Through March 31, 2015, the Company had not experienced impairment losses on its long-lived assets.
Intangible
Assets - Goodwill
Cost
of investment in
purchased company assets
(Simpson & Associates,
Inc.) in excess
of the underlying fair value
of net assets at date of acquisition
(March 2001) is recorded as goodwill on the balance sheet. The amount of $1,396,855 was acquired
in 2001 and an additional $50,000 was reclassified
as goodwill in 2002. Goodwill is not amortized, but instead is assessed for impairment
at least annually and upon the occurrence of certain triggering events or substantive changes in circumstances that indicate that
the fair value of goodwill may be impaired. Measurement of the impairment loss, if any, is based on the difference between the
carrying value and fair value of the reporting unit. The goodwill impairment test follows a two-step process. In the first step,
the fair value of a reporting unit is compared to its carrying value. If the carrying value of a reporting unit exceeds its fair
value, the second step of the impairment test is performed for purposes of measuring the impairment. In the second step, the fair
value of the reporting unit is allocated to all of the assets and liabilities of the reporting unit to determine an implied goodwill
value. If the carrying amount of the reporting unit’s goodwill exceeds the implied fair value of goodwill, an impairment
loss will be recognized in an amount equal to that excess. There were no material impairments to the carrying value of long-lived
assets and intangible assets subject to amortization during the periods ended March 31, 2015 and 2014.
Business
segments
ASC
280, “Segment Reporting” requires use of the “management approach” model for segment reporting.
The management approach model is based on the way a company’s management organizes segments within the company for making
operating decisions and assessing performance. The Company determined it has three operating segments as of March 31, 2015 and
March 31, 2014.
Income
Taxes
Tax
expense comprises current and deferred tax. Current tax and deferred tax are recognized in profit or loss except to the extent
that they relate to a business combination, or items recognized directly in equity or in other comprehensive income. Current tax
is the expected tax payable or receivable on the taxable income or loss for the year, using tax rates enacted or substantively
enacted at the reporting date, and any adjustment to tax payable in respect of previous years. Current tax payable also includes
any tax liability arising from the declaration of dividends. Deferred tax would be recognized in respect of temporary differences
between the carrying amounts of assets and liabilities for financial reporting purposes and the amounts used for taxation purposes.

### Problems
1. Answer these from the accounting text:
(a) What amount of goodwill was acquired in 2001?
(b) How many operating segments did the Company determine it had as of March 31, 2015?
(c) What two components make up tax expense?
2. Carry on the accounting text, picking up after its final sentence about deferred tax.
The material has no connection to the accounting text.

### Dataset section
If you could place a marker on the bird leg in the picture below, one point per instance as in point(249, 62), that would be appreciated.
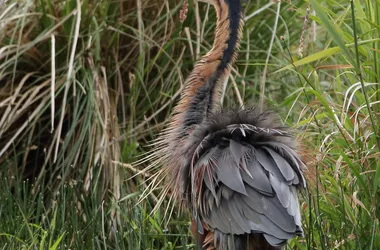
point(207, 1)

### Responses per task
1.
(a) $1,396,855
(b) Three
(c) Current tax and deferred tax

2.
No deferred tax is recognized since the difference in carrying amount is not significant.
Net
Income (Loss) per Share
The
Company computes net income (loss) per share in accordance with ASC 260-10, “Earnings Per Share.” The basic
net loss per common share is computed by dividing the net loss by the weighted average number of common shares outstanding. Diluted
net loss per share gives effect to all dilutive potential common shares outstanding during the period using the “as if
converted” basis. For the periods ended March 31, 2015 and 2014 there were no potential dilutive securities.
Common
Stock
There
is currently only one class of common stock. Each share of common stock is entitled to one vote. The authorized number of shares
of common stock of CES Synergies, Inc. at March 31, 2015 and 2014 was 250,000,000
shares with a nominal par value per share of $0.001. Authorized shares that have been issued and fully paid amounted to 46,730,500
at March 31, 2015 compared to 46,549,000 common shares at March 31, 2014.
Comprehensive
Loss
Comprehensive
loss represents net loss plus the change in equity of a business enterprise resulting from transactions and circumstances from
non-owner sources. The Company’s comprehensive loss was equal to net loss for the periods ended March 31, 2015 and 2014.
Note
3 – Recent Accounting Pronouncements
Financial
Accounting Standards Board (“FASB”) Update No. 2012-02, July 2012, Intangibles—Goodwill and Other (Topic 350):
In accordance with the amendments in this update, an entity has the option first to assess qualitative factors to determine whether
the existence of events and circumstances indicates that it is more likely than not that the indefinite-lived intangible asset
is impaired. If, after assessing the totality of events and circumstances, an entity concludes that it is not more likely than
not that the indefinite-lived intangible asset is impaired, then the entity is not required to take further action. However, if
an entity concludes otherwise, then it is required to determine the fair value of the indefinite-lived intangible asset and perform
the quantitative impairment test by comparing the fair value with the carrying amount in accordance with Subtopic 350-30.
FASB
Update No. 2012-06, October 2012, Business Combinations (Topic 805): When a reporting entity recognizes an indemnification asset
(in accordance with Subtopic 805-20) as a result of a government-assisted acquisition of a financial institution and subsequently
a change in the cash flows expected to be collected on the indemnification asset occurs (as a result of a change in cash flows
expected to be collected on the assets subject to indemnification), the reporting entity should subsequently account for the change
in the measurement of the indemnification asset on the same basis as the change in the assets subject to indemnification. Any
amortization of changes in value should be limited to the contractual term of the indemnification agreement (that is, the lesser
of the term of the indemnification agreement and the remaining life of the indemnified assets).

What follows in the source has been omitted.